- [EXERCISE DIRECTIONS]: Begin with the line holding "Target: power line", then print every line after it through the end of the data, exactly and with nothing added.

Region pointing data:
<<<<

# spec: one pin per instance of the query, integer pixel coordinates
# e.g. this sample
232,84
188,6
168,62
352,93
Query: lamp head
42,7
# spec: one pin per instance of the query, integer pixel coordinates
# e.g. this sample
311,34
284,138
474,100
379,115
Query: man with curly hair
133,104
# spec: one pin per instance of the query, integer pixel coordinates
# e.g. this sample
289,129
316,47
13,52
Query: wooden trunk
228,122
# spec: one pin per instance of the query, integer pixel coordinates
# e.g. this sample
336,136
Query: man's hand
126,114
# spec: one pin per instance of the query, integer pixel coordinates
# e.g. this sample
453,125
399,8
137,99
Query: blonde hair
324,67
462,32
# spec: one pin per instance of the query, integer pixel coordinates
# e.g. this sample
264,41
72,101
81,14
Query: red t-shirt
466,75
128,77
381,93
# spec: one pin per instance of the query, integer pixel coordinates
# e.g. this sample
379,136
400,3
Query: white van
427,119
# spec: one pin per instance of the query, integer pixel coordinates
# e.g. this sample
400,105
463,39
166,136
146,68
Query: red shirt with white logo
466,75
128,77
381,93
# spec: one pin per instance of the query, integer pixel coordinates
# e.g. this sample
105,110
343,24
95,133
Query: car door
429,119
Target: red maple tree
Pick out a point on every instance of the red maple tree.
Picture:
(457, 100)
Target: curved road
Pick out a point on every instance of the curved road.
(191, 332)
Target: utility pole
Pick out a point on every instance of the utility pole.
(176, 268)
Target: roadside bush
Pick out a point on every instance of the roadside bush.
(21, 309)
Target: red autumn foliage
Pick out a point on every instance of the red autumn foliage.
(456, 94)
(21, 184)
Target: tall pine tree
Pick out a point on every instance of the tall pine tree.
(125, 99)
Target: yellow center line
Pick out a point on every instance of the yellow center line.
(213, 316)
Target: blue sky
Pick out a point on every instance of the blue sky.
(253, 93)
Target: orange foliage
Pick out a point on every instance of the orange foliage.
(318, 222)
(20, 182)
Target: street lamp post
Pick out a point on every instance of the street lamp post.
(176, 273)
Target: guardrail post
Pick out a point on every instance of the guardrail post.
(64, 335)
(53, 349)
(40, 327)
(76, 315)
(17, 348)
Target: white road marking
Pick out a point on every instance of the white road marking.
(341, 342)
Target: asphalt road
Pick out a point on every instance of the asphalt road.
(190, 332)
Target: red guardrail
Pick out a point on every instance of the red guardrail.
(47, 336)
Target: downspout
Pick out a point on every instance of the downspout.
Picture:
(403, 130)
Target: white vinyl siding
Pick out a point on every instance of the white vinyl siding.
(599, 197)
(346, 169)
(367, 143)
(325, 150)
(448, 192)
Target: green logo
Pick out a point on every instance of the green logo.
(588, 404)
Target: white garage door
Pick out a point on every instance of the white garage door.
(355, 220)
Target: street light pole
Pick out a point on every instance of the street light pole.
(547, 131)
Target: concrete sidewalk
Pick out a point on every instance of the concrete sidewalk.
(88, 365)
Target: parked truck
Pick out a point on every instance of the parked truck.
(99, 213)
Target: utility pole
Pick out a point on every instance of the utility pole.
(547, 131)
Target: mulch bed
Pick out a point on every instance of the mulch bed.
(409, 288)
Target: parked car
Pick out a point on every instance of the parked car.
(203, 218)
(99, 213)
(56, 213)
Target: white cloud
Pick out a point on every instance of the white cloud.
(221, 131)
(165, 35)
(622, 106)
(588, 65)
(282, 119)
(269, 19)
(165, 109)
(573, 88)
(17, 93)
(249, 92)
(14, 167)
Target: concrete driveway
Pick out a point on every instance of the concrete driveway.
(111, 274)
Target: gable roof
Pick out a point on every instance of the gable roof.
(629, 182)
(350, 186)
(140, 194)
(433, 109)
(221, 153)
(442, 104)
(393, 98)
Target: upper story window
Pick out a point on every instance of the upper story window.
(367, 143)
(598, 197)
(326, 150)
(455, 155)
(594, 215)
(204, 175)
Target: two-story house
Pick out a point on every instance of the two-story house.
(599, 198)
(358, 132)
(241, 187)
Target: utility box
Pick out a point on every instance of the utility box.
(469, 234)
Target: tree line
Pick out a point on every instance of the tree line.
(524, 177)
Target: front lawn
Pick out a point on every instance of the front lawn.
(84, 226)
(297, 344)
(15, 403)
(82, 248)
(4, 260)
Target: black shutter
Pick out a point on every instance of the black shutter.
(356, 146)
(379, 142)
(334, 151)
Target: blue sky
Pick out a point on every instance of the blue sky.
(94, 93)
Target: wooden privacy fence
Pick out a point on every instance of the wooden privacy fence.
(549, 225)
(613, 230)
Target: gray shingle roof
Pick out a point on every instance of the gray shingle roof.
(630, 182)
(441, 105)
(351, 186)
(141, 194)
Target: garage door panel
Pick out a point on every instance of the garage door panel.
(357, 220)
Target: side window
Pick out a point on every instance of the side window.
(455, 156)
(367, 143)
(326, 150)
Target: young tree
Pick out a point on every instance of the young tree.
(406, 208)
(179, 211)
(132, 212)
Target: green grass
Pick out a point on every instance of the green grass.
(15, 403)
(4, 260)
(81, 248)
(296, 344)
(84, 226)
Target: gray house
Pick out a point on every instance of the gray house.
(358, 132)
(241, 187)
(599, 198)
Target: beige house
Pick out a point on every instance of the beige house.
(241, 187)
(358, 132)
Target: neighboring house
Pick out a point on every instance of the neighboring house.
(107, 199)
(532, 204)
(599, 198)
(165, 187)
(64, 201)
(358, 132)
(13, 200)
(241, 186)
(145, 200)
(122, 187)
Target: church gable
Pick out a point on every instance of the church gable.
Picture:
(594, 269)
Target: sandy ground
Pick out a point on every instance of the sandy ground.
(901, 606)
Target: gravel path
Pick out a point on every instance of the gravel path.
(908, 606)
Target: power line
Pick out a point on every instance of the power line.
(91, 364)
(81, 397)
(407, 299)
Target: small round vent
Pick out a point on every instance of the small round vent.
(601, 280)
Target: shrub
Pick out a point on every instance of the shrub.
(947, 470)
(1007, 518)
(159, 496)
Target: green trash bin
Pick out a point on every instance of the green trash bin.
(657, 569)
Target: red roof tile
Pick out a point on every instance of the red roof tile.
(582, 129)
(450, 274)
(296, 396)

>>>>

- [TASK OUTPUT]:
Target: power line
Pick out a point on every instance of the power line.
(91, 364)
(81, 397)
(407, 299)
Target: small round vent
Pick out a point on every instance of the small round vent.
(601, 280)
Target: shrub
Pick out a point on every instance of the shrub.
(947, 470)
(1007, 518)
(159, 496)
Target: green trash bin
Pick out a point on every instance of the green trash bin.
(657, 569)
Target: red roof tile
Pick out a point on every instance of the red roof tile.
(582, 129)
(450, 274)
(296, 396)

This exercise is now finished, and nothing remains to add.